From the data underneath, reproduce exactly the stretch that begins at the line with "box: [298, 757, 369, 1024]" and ends after the line with "positive clicks: (355, 884)".
(Beginning of Data for analysis)
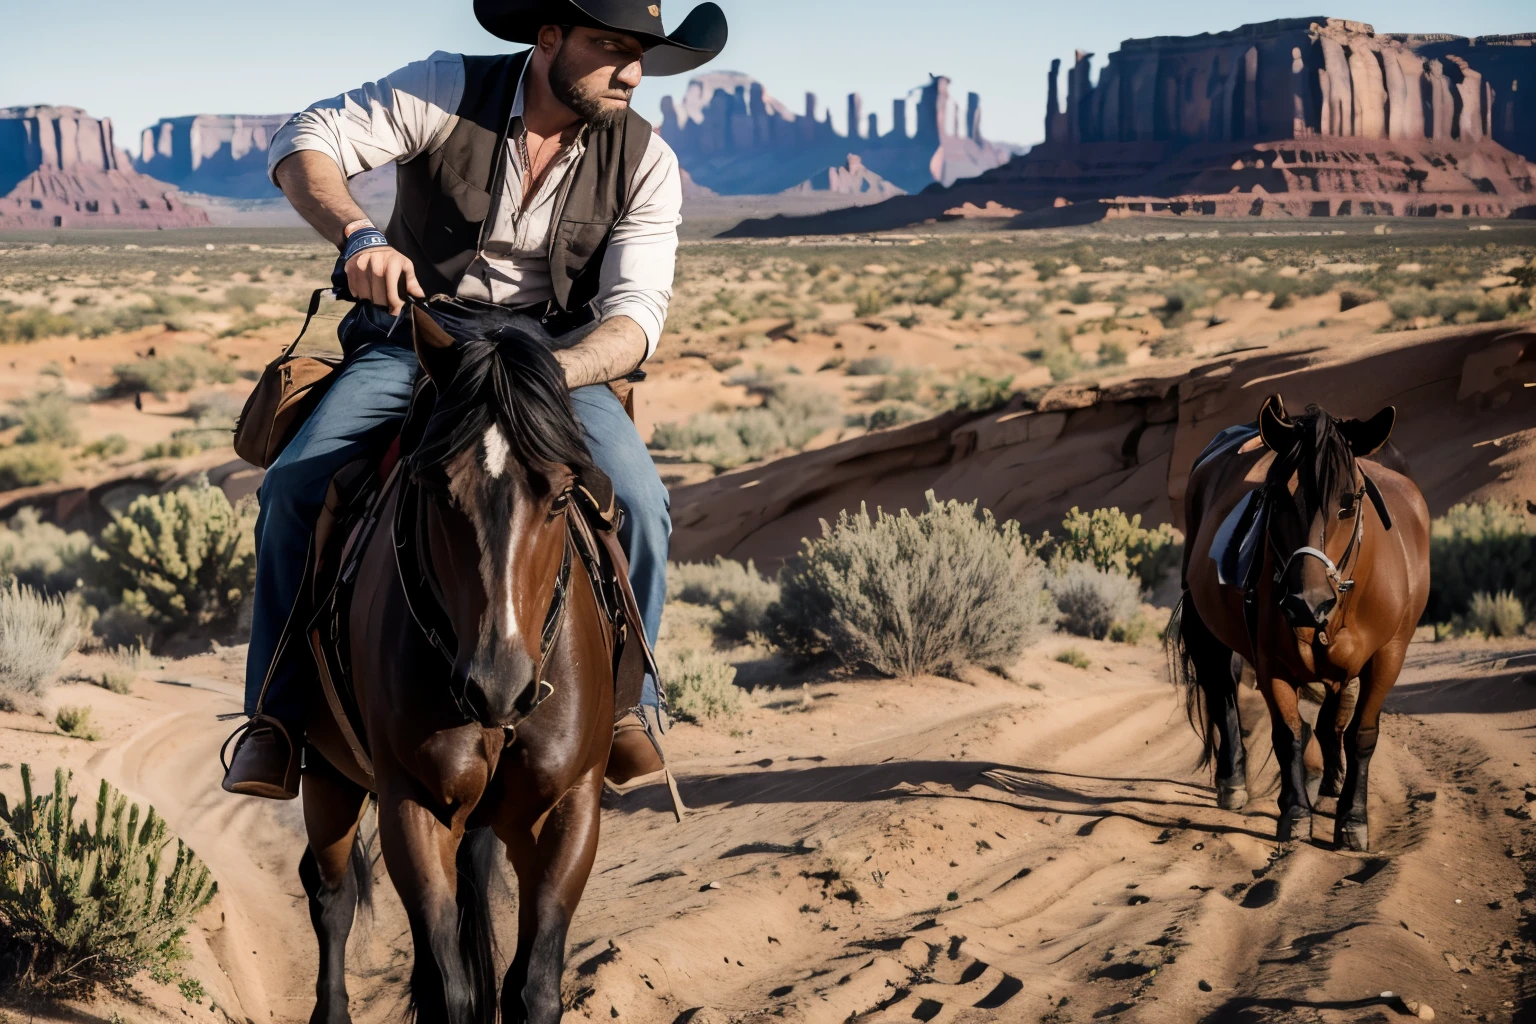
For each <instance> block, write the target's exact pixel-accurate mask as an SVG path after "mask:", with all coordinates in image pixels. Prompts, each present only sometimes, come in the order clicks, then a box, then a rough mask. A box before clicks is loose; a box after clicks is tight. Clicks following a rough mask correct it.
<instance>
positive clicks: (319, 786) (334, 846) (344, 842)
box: [298, 757, 369, 1024]
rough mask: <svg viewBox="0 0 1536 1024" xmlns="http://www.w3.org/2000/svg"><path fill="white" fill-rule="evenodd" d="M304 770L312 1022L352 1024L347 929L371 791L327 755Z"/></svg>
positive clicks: (355, 884)
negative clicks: (366, 804) (359, 841)
mask: <svg viewBox="0 0 1536 1024" xmlns="http://www.w3.org/2000/svg"><path fill="white" fill-rule="evenodd" d="M313 760H315V761H318V763H316V765H313V766H310V768H309V769H307V771H306V772H304V778H303V794H304V829H306V832H307V834H309V849H306V851H304V858H303V860H301V861H300V864H298V877H300V880H301V881H303V883H304V892H306V894H307V895H309V921H310V924H313V926H315V938H316V940H318V941H319V976H318V978H316V979H315V1010H313V1013H310V1015H309V1021H310V1024H349V1022H350V1021H352V1015H350V1013H349V1010H347V935H350V933H352V920H353V917H355V913H356V907H358V897H359V887H361V886H364V884H366V880H362V878H361V877H359V872H361V870H366V869H367V866H364V864H361V863H353V851H355V847H356V838H358V821H359V820H361V817H362V808H364V806H366V803H367V797H369V794H367V791H364V789H362V788H361V786H358V785H356V783H353V781H350V780H349V778H346V777H344V775H343V774H341V772H338V771H336V769H333V768H332V766H330V765H329V763H326V760H324V758H319V757H315V758H313Z"/></svg>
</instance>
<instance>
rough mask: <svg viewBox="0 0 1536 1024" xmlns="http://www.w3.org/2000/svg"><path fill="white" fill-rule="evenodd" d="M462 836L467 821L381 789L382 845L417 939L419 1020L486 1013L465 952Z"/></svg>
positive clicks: (415, 993)
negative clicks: (431, 808) (462, 883)
mask: <svg viewBox="0 0 1536 1024" xmlns="http://www.w3.org/2000/svg"><path fill="white" fill-rule="evenodd" d="M462 838H464V827H462V821H458V820H455V821H452V823H444V821H441V820H439V818H438V815H436V814H433V812H432V809H430V808H427V806H424V804H422V803H419V801H416V800H413V798H410V797H407V795H401V794H396V792H381V794H379V846H381V849H382V851H384V864H386V867H389V875H390V880H392V881H393V883H395V889H396V892H399V898H401V903H404V904H406V915H407V917H409V918H410V935H412V940H413V943H415V952H416V955H415V966H413V967H412V972H410V1001H412V1007H413V1009H415V1013H416V1019H418V1021H432V1022H436V1021H442V1024H475V1022H476V1021H481V1019H484V1018H485V1007H481V1006H479V999H478V998H476V995H478V993H476V992H475V987H473V984H472V983H470V978H468V972H467V970H465V967H464V956H462V953H461V949H459V906H458V867H456V857H458V849H459V843H461V841H462Z"/></svg>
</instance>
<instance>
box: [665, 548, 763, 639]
mask: <svg viewBox="0 0 1536 1024" xmlns="http://www.w3.org/2000/svg"><path fill="white" fill-rule="evenodd" d="M667 599H668V600H682V602H687V603H690V605H707V606H711V608H716V609H719V613H720V625H719V628H717V631H719V633H720V636H723V637H727V639H730V640H745V639H746V637H748V636H751V634H763V633H766V631H768V608H770V606H773V603H774V602H776V600H779V585H777V583H776V582H773V580H768V579H763V576H762V574H760V573H759V571H757V567H756V565H753V563H751V560H748V562H746V565H742V563H740V562H736V560H734V559H727V557H720V556H716V557H714V560H713V562H684V563H680V565H679V563H673V565H668V567H667Z"/></svg>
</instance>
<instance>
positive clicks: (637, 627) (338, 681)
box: [290, 421, 660, 775]
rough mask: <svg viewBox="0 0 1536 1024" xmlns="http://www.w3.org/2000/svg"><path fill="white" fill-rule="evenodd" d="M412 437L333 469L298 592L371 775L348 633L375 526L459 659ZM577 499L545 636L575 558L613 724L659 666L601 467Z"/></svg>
mask: <svg viewBox="0 0 1536 1024" xmlns="http://www.w3.org/2000/svg"><path fill="white" fill-rule="evenodd" d="M409 436H410V421H407V425H406V428H404V431H402V436H401V438H396V439H395V441H393V442H392V444H390V447H389V450H387V451H386V454H384V456H382V459H378V457H376V459H359V461H356V462H352V464H349V465H347V467H344V468H343V470H341V471H339V473H336V474H335V476H333V477H332V481H330V487H329V490H327V494H326V502H324V505H323V508H321V513H319V519H318V522H316V527H315V539H313V543H312V545H310V553H312V556H310V560H309V567H307V571H306V583H304V590H303V593H301V602H303V600H304V599H307V605H309V613H307V625H304V637H306V640H307V642H306V646H307V648H309V649H310V652H312V654H313V657H315V666H316V669H318V674H319V685H321V691H323V694H324V697H326V703H327V706H329V709H330V714H332V717H333V718H335V720H336V725H338V728H339V731H341V734H343V737H344V738H346V740H347V745H349V746H350V748H352V752H353V755H355V757H356V758H358V763H359V766H361V768H362V769H364V771H366V772H367V774H369V775H372V774H373V765H372V758H370V755H369V742H367V735H366V732H364V728H362V717H361V712H359V709H358V702H356V689H355V686H353V674H352V665H350V660H349V649H350V645H349V642H347V633H349V619H350V608H352V590H353V583H355V580H356V573H358V568H359V565H361V559H362V553H364V551H366V550H367V545H369V540H370V539H372V537H373V534H375V533H376V531H378V530H379V527H382V528H386V530H392V531H393V534H395V547H396V557H398V565H399V573H401V582H402V585H404V586H406V593H407V599H409V603H410V608H412V614H413V616H415V619H416V625H418V626H419V628H421V631H422V634H424V636H425V639H427V642H429V643H430V645H432V646H433V648H435V649H436V651H438V652H439V654H442V657H444V659H445V662H447V665H449V666H450V668H452V666H456V665H458V657H456V651H458V642H459V640H458V637H455V636H453V628H452V625H450V623H449V622H447V616H445V614H444V613H442V605H441V599H439V597H438V594H436V591H435V585H436V580H435V577H433V574H432V567H430V562H429V557H427V554H425V539H424V534H421V522H422V516H421V514H419V513H421V504H422V500H424V496H422V491H421V488H419V487H416V485H415V484H412V482H410V481H409V479H407V473H406V471H404V470H402V468H401V447H402V444H407V445H409ZM402 439H404V441H402ZM392 497H393V499H395V500H393V505H395V516H393V519H392V520H390V522H381V516H382V514H384V513H386V510H387V508H389V507H390V499H392ZM573 497H574V500H573V502H571V508H573V510H576V513H578V514H571V516H568V517H567V524H568V531H570V542H568V543H567V550H565V562H564V565H562V568H561V574H559V580H558V583H556V593H554V597H553V600H551V602H550V613H548V617H547V619H545V625H544V642H545V646H548V643H550V640H551V639H553V636H554V631H556V628H558V625H559V620H561V619H562V616H564V613H565V594H567V590H568V585H570V573H571V568H573V560H574V562H576V563H579V565H581V568H582V571H585V574H587V577H588V579H590V580H591V583H593V590H594V591H596V594H598V605H599V606H601V608H602V613H604V617H605V622H607V625H608V634H610V642H611V645H610V646H611V654H613V679H614V695H613V697H614V700H613V706H614V720H616V722H617V720H619V718H622V717H624V715H627V714H630V712H631V711H634V709H637V708H639V705H641V692H642V686H644V680H645V674H647V672H651V674H653V677H656V679H660V674H659V672H657V669H656V660H654V656H653V652H651V649H650V643H648V642H647V639H645V629H644V626H642V620H641V613H639V603H637V602H636V599H634V591H633V590H631V586H630V573H628V560H627V557H625V554H624V545H622V543H621V542H619V527H621V524H622V510H621V508H619V507H617V500H616V497H614V491H613V484H611V482H610V481H608V477H607V476H605V474H602V473H601V471H598V473H596V476H594V477H582V479H581V481H579V482H578V487H576V490H574V493H573ZM292 625H298V623H290V626H292ZM467 683H468V680H467V679H459V677H458V674H456V672H455V677H453V679H452V682H450V692H452V695H453V699H455V702H456V703H458V706H459V711H461V712H462V714H464V717H465V720H467V722H473V720H476V718H478V714H476V709H475V708H473V706H470V702H468V700H467V695H465V691H467V689H468V686H467ZM553 692H554V691H553V686H550V685H548V683H545V682H542V680H541V682H538V683H533V685H531V686H530V688H528V692H525V694H524V695H522V699H521V700H519V702H518V711H519V714H521V718H525V717H527V715H530V714H533V711H536V709H538V706H539V705H541V703H542V702H544V700H545V699H548V697H550V695H551V694H553ZM521 718H519V720H521Z"/></svg>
(End of Data for analysis)
=== Answer space ===
box: [298, 757, 369, 1024]
rough mask: <svg viewBox="0 0 1536 1024" xmlns="http://www.w3.org/2000/svg"><path fill="white" fill-rule="evenodd" d="M304 770L312 1022L352 1024L347 929L371 791L327 755Z"/></svg>
positive clicks: (355, 884)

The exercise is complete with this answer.